● **Текст**:
=-=-=
В 1906 г. в письме В.И. Стражеву Б.К. Зайцев писал: «Жалею только, что не понимаю христианства… Христианство все же совершеннейшее мирообъяснение» [4, т. 10, c. 30]. Между тем произведения писателя доказывают, что мир Б.К. Зайцев видит глазами христианина, и христианина православного; что такой взгляд был присущ ему с самого начала творческого пути, а «непонимание христианства» связано с непостижимостью и необъяснимостью разумом бытия человеческой души. Наряду с библейскими цитатами и реминисценциями Б.К. Зайцев сознательно вводит в текст произведений 1900–1910-х гг. и христианские символы, что свидетельствует о религиозном осмыслении мира писателем.
Изучение христианской символики в раннем творчестве писателя до сих пор исследователями не проводилось, акцент на православном мировоззрении не делался, произведения в этом ракурсе детально не анализировались. Но именно такое рассмотрение позволяет связать все периоды творчества Б.К. Зайцева внутренней духовной идеей, восстановить целостную картину творческого облика писателя.
=-=-=
● **Описание задания**: Продолжите текст о христианской символике в раннем творчестве Б.К. Зайцева, начав сразу после его последнего предложения.

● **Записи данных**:
=-=-=
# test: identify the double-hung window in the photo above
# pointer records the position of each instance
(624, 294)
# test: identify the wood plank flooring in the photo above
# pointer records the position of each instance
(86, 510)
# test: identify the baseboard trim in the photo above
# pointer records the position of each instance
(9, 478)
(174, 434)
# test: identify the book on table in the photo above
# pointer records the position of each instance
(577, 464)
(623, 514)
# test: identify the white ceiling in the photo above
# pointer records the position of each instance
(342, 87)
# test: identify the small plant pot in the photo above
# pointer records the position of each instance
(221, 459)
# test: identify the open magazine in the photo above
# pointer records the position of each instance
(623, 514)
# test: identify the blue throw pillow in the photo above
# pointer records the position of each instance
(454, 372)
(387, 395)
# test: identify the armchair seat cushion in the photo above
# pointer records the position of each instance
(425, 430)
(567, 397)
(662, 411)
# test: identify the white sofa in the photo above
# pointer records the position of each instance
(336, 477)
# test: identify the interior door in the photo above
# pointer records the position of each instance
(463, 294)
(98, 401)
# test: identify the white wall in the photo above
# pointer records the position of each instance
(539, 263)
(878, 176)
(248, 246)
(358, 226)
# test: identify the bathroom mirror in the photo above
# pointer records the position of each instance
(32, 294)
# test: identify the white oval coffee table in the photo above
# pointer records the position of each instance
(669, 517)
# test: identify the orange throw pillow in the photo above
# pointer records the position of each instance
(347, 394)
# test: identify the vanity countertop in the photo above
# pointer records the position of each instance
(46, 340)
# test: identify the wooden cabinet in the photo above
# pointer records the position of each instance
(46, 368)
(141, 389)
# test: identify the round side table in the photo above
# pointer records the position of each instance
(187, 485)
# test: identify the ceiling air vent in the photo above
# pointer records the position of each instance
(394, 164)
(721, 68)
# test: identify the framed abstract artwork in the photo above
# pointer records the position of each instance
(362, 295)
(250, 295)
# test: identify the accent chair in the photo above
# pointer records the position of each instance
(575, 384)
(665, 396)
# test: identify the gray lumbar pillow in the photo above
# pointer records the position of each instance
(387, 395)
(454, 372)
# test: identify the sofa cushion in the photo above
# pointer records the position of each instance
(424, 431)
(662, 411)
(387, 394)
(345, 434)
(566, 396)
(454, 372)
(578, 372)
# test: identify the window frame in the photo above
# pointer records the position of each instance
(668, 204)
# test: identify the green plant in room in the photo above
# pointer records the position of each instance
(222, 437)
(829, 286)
=-=-=
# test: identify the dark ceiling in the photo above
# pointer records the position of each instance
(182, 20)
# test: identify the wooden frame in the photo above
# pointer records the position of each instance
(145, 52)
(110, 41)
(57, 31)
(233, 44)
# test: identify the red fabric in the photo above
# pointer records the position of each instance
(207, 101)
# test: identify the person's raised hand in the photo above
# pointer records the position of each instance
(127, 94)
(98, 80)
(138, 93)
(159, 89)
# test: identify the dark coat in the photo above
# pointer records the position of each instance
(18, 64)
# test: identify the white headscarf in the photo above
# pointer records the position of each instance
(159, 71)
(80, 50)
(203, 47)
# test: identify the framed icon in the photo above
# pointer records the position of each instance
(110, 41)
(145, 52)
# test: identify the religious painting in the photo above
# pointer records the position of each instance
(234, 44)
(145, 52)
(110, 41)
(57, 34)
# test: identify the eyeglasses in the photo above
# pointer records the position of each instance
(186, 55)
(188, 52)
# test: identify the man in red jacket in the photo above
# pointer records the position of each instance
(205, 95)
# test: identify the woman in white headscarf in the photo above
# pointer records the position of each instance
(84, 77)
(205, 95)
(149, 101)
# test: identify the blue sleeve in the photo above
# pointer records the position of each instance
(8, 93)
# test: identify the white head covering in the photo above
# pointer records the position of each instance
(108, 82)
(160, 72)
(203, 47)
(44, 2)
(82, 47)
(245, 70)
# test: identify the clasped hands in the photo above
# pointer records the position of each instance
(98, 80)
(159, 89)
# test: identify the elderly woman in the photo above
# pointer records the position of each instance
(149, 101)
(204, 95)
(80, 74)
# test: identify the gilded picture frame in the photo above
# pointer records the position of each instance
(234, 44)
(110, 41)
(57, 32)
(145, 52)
=-=-=
● **Итоговый результат**:
Православная система мироздания, как утверждают исследователи, требует описания и объяснения в универсальных образах, которые могли бы адекватно передать сущность столь сложного явления [1; 11]. Изучение богословской и художественной практик убеждает, что это возможно лишь на знаково-символическом уровне. Как отмечает С.С. Аверинцев, «любое религиозное <…> сознание принуждено создавать для себя систему сакральных знаков и символов, без которых оно не могло бы описывать свое “неизрекаемое содержание”» [1, c. 323]. Символы выступают как «видимые свидетели мира невидимого» [9, c. 38]. «Символ… есть явление бытийного абсолюта, бесконечного — в конечном и чувственном образе. Символ появляется, чтобы открыть земле небо, миру дольнему мир горний» [3, c. 4]. Свящ. П.А. Флоренский так же писал: «Природа символа двуедина. Здесь в неслитном, но и неразделенном единстве пребывает земное (видимое) и духовное (невидимое). В символе восстановлена первозданная гармония единства “земли” и “неба”. Не переставая быть “землей”, символ содержит в себе “небо”, не переставая быть таковым, выражает себя в земном» [10, т. 2, c. 48]. Все вещи, созданные Богом, в христианском миропонимании являются символами и служат научению людей.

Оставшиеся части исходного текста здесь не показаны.